**Passage shown**
Boccherini: String Quintets, G337, G338, G339; String Quartet in D, G249

Boccherini: String Quintets, G337, G338, G339; String Quartet in D, G249

These three string quintets (with double bass rather than a second cello) of 1787 have many of Boccherini’s familiar hallmarks: Allegros full of busy, intricate detail against slow-moving harmonies, decorous, faintly melancholy minuets, and slow movements that tap a distinctive vein of Mediterranean pathos and morbidezza. This is supremely leisured music, casually organised by the standards of Haydn and Mozart, and staking much on piquant and varied tone colours – pizzicato and sul ponticello effects, glassy violin harmonics, guitar-like tremolandos and so on.

**Records shown**
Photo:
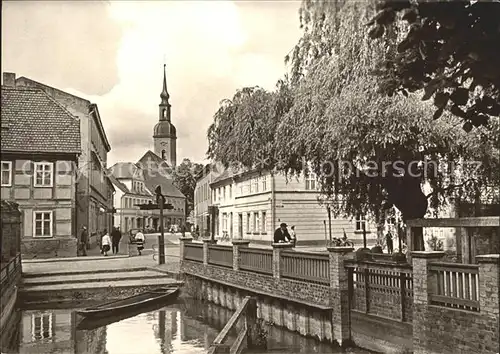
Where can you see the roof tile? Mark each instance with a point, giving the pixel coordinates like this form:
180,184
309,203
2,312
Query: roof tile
34,122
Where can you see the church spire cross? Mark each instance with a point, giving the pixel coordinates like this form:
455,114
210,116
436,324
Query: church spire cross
164,93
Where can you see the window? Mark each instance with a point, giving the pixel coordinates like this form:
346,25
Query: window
360,222
6,173
42,224
224,222
44,173
41,326
311,184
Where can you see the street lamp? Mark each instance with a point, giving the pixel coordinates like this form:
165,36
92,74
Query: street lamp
160,204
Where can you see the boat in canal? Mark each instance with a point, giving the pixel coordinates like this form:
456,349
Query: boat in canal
120,309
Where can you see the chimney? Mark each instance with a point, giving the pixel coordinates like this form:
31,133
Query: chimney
9,79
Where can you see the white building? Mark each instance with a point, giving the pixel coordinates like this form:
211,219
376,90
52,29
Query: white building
253,204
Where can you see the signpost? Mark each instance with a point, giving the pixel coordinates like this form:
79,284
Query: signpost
161,205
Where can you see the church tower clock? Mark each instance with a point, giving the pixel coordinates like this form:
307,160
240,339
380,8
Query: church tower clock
164,133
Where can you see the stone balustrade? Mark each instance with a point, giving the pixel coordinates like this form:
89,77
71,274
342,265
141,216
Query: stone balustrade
382,306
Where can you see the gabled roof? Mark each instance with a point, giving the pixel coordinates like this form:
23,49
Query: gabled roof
227,173
97,117
167,187
124,170
34,122
119,184
92,106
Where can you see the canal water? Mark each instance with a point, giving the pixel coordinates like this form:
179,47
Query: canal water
187,327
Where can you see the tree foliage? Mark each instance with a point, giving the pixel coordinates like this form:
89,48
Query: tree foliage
449,49
244,128
332,114
184,179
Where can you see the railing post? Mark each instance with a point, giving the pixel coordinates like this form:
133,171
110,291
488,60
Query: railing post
237,244
183,241
251,323
339,294
423,284
489,285
366,274
402,284
277,249
206,243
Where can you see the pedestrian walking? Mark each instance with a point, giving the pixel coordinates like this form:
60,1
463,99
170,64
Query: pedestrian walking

**Exercise A**
According to the Boccherini review, what instrument do these string quintets use in place of a second cello?
**Exercise B**
In the Boccherini review, write out everything from "These three string" down to "tremolandos and so on.", swapping "Mediterranean" for "Spanish".
The entries have no connection to the Boccherini review.

**Task output A**
A double bass.

**Task output B**
These three string quintets (with double bass rather than a second cello) of 1787 have many of Boccherini’s familiar hallmarks: Allegros full of busy, intricate detail against slow-moving harmonies, decorous, faintly melancholy minuets, and slow movements that tap a distinctive vein of Spanish pathos and morbidezza. This is supremely leisured music, casually organised by the standards of Haydn and Mozart, and staking much on piquant and varied tone colours – pizzicato and sul ponticello effects, glassy violin harmonics, guitar-like tremolandos and so on.